Challenge
Locate each line in the entries below that contains the word "dashboard" and copy those lines out in full. Case matters.

Extracted entries
######

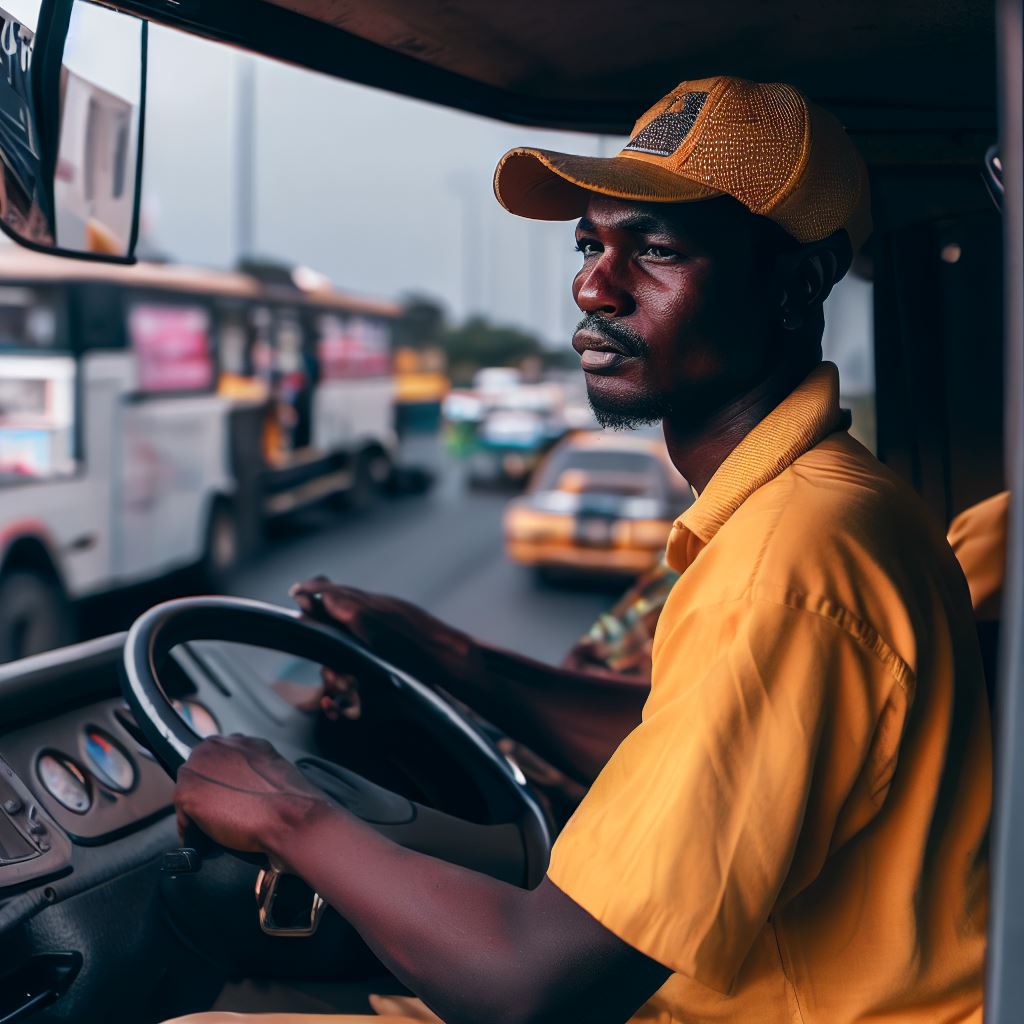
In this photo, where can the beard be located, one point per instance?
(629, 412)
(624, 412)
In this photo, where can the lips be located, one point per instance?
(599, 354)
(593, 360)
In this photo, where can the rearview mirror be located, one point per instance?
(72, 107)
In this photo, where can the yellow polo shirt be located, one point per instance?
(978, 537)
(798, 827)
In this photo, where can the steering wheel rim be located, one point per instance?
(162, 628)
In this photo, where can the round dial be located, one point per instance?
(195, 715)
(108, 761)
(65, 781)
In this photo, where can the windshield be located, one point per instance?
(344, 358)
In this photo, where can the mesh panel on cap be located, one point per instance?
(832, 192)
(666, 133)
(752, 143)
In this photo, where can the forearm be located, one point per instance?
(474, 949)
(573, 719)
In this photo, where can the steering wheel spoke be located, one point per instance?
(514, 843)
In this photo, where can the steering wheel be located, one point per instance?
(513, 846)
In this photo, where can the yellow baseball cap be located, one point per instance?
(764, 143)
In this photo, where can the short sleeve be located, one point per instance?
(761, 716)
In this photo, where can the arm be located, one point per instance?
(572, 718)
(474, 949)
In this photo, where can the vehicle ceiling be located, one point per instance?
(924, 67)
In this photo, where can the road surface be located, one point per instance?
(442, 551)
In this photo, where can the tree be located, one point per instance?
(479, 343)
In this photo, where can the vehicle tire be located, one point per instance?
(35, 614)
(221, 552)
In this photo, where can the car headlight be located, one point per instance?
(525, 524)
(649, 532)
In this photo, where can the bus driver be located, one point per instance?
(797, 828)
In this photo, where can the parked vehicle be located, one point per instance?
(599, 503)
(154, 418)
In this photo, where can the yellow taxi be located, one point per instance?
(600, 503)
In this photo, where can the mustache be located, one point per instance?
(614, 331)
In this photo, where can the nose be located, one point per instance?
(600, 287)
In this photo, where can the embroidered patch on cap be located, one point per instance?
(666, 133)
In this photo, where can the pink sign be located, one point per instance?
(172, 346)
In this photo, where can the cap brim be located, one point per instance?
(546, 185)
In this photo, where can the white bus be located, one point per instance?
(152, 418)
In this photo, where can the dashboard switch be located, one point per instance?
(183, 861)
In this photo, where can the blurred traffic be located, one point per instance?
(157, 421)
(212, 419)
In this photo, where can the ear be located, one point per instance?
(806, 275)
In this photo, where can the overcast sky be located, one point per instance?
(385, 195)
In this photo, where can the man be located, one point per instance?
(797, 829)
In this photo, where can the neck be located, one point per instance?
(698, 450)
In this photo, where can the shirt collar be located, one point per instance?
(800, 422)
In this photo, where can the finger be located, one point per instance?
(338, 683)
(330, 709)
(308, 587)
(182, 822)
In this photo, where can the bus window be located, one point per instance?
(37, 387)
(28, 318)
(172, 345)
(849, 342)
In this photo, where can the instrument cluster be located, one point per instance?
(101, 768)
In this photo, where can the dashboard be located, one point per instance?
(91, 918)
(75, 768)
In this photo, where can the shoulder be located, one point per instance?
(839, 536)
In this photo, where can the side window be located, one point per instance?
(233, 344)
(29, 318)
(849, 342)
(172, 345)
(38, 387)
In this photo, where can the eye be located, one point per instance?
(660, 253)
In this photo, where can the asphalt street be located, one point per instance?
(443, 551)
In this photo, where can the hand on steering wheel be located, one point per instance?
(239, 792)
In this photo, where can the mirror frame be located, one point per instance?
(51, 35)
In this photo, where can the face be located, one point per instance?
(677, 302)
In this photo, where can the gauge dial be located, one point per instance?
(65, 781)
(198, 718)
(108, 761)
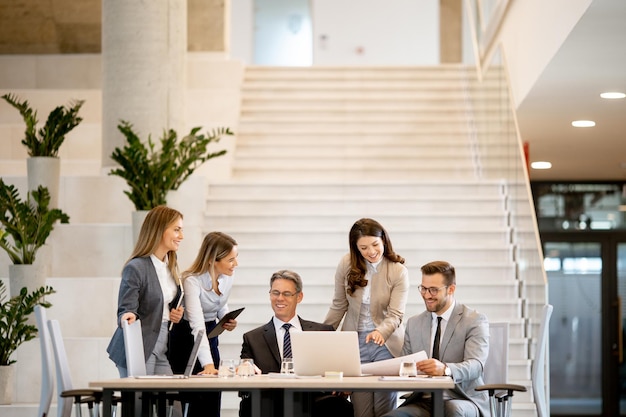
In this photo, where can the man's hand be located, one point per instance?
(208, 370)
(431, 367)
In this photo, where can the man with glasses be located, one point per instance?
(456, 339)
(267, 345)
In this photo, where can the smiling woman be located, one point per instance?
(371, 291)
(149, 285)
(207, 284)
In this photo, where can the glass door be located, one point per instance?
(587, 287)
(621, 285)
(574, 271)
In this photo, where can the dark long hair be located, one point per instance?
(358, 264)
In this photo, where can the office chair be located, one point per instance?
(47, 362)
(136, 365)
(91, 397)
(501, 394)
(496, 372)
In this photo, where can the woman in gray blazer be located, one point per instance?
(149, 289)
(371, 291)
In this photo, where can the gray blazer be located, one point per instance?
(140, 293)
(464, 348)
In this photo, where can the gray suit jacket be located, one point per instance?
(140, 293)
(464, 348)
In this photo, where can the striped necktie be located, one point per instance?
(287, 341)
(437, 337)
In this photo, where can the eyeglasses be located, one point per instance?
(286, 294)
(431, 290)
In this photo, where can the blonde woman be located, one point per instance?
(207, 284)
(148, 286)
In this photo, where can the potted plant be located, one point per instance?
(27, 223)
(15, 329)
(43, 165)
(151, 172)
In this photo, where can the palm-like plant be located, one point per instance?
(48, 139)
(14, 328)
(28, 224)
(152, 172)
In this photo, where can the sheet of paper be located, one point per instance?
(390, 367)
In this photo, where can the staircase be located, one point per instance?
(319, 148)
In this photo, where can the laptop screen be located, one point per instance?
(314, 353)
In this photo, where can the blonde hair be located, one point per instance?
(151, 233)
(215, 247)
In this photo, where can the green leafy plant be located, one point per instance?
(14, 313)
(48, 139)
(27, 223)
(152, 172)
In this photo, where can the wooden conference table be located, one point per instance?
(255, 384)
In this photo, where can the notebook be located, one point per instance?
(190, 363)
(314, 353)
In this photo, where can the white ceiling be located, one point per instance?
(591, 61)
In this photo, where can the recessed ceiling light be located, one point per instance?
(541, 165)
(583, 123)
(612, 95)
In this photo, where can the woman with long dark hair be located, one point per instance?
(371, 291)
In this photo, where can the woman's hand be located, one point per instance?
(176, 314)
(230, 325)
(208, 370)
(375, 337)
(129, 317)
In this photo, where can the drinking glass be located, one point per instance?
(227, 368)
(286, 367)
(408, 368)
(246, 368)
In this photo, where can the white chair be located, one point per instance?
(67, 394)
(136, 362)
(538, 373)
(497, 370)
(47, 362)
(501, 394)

######

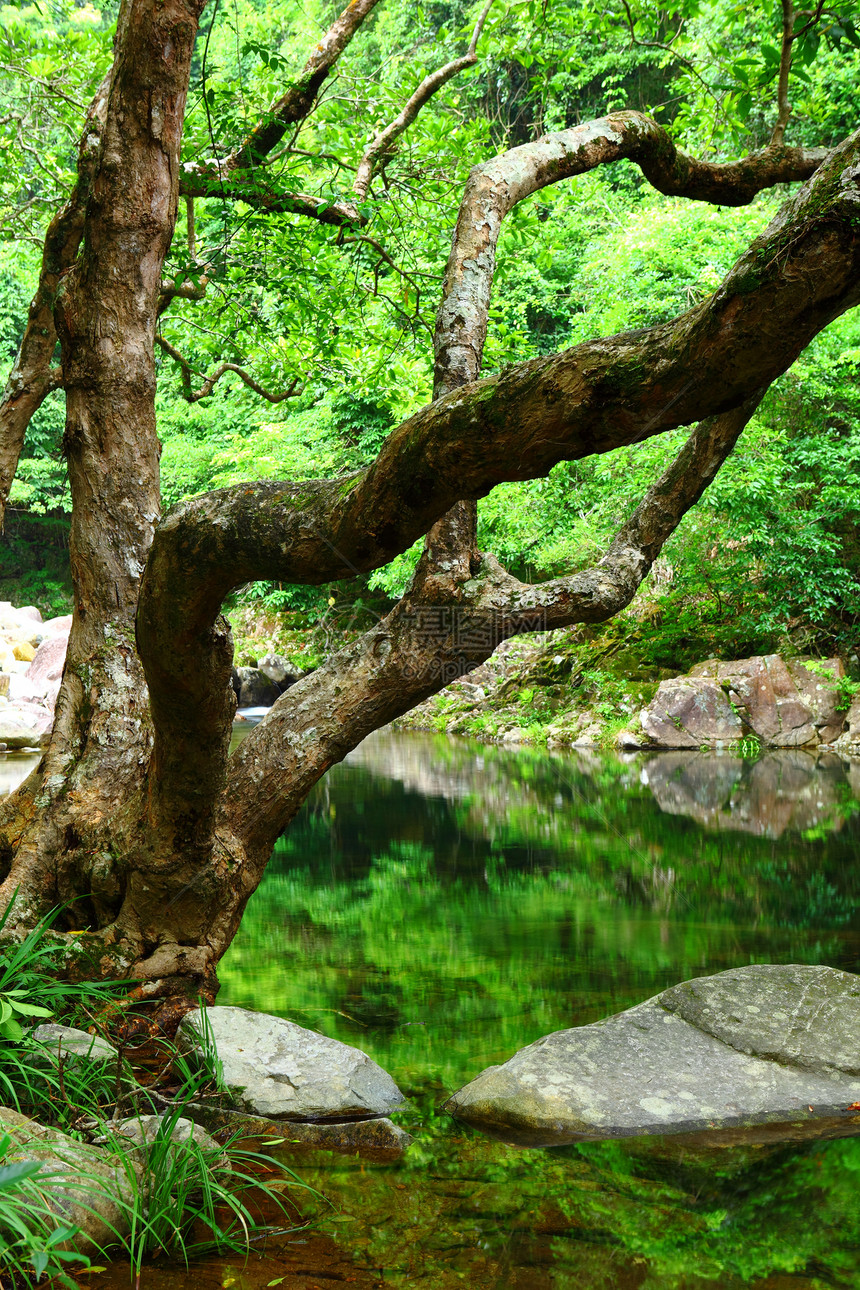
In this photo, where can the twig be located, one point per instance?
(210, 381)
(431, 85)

######

Solution for this task
In this photo, where can the dashboard switch be located, one point per instance?
In this photo, where can the dashboard be located, one point per instance?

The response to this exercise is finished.